Local Woman Transported Back To 2006 Cavill Ave As Hubby Splashes On Some Jean Paul Gaultier Le Male For 20th Anniversary
CLANCY OVERELL | Editor | CONTACT Local woman, Fi Hanlan (46) says she almost expected to hear the infectious groove of "
CLANCY OVERELL | Editor | CONTACT
Local woman, Fi Hanlan (46) says she almost expected to hear the infectious groove of "Put Your Hands Up for Detroit" but the Dutch DJ Fedde le Grand pumping through her living room on Saturday night.
That's just how effected she was by the throwback of smelling the oriental-fougère of fresh mint and lavender mixed in with a warm vanilla embrace.
But she wasn't in Cavill Avenue, and it wasn't in 2006.
She was in her North Brisbane living room 20 years later, and Leon Bridges was playing on the JBL speaker.
Still, for the entire duration of her 20th wedding anniversary date night, her husband was emitting the very same aromas as he did the night they met at Melba's Nightclub on the Gold Coast, in the dying days of the Howard era.
Fi was working in events for Peter Stuyvesant cigarettes, and the bloke she ended up marrying owned a couple yellow cab taxi licenses after briefly dabbling in the hit and miss industry known as real estate.
Twenty years and a couple of kids later... How things have changed.
But in someways they have remained the same.
The mysterious stranger that she ended up spending that fateful evening with - as they bounced between now defunct Gold Coast nightlife venues like Shooters and the Edge - is her husband of two decades.
Jack (48) is still a vodka red bull guy, and doesn't mind occasionally wearing a visor cap. Except nowadays he seldom wears it upside down.
Fi still loves The Veronicas, but the jet black fringe is long gone.
But for one night, in their cosy Alderly Queenslander - with the kids away at uni and on sleepovers - the nostalgic yet still just as seductive scent of Jean Paul Gaultier Le Male Eau de Toilette took them straight back to a far-flung universe.
A world where second-hand Winfield Blue sat above them like a mystical cloud over the dance floor. Where basic mixers cost $1 at happy hour. Where men were men - who wore fluro v-necks and straightened their mullets with GHDs for some reason.
This sacred cologne has taken them back to a time and place where the only thing that mattered was whether or not Berlin Bar's resident DJ Don Nadi was going to mix 'Temperature' by Sean Paul into Shakira's 'Hips Don't Lie'.

§ **DATA EXCERPTS**:

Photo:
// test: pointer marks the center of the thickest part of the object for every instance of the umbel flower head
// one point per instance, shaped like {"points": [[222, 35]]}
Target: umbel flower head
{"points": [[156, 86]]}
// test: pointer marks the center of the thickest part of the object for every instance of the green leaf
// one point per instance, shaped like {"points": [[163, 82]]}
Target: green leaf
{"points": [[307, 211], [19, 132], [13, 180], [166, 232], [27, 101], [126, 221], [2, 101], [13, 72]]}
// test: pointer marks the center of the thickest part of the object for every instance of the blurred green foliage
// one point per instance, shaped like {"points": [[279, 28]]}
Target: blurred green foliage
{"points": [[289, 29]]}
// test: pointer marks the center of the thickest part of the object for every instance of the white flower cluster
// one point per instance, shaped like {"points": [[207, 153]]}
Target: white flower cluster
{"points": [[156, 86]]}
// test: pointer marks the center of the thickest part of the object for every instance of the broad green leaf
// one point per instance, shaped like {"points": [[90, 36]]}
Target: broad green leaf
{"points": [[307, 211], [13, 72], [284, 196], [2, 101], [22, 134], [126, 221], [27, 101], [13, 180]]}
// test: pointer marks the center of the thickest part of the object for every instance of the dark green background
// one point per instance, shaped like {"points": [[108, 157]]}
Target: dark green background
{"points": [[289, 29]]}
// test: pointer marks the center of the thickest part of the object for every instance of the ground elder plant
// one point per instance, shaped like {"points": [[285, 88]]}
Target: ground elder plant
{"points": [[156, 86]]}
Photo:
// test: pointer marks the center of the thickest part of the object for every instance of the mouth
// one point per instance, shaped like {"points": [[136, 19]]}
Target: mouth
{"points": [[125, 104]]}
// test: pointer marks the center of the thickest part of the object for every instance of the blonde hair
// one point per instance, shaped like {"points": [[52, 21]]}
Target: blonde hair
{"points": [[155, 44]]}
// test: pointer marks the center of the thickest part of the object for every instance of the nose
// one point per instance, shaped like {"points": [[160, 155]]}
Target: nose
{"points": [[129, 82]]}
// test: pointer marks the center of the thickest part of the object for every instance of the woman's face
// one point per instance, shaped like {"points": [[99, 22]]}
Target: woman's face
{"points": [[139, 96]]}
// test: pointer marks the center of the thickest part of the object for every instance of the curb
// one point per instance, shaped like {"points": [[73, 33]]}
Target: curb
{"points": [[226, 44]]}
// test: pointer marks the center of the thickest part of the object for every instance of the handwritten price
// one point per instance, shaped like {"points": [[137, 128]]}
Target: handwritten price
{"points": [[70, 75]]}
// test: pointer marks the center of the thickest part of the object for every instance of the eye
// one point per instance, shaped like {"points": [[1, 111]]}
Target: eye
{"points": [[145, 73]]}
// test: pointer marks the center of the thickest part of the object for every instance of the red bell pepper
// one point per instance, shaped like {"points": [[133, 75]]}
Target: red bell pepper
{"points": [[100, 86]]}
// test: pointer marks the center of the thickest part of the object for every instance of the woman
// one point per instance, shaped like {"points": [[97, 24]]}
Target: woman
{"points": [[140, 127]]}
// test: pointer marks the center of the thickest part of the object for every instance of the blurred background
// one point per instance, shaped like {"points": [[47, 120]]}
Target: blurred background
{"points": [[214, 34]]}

§ **TO DO**: According to the anniversary article, where did Fi and her husband meet? The rows come from a different source than the anniversary article.

§ **RESPONSE**: At Melba's Nightclub on the Gold Coast.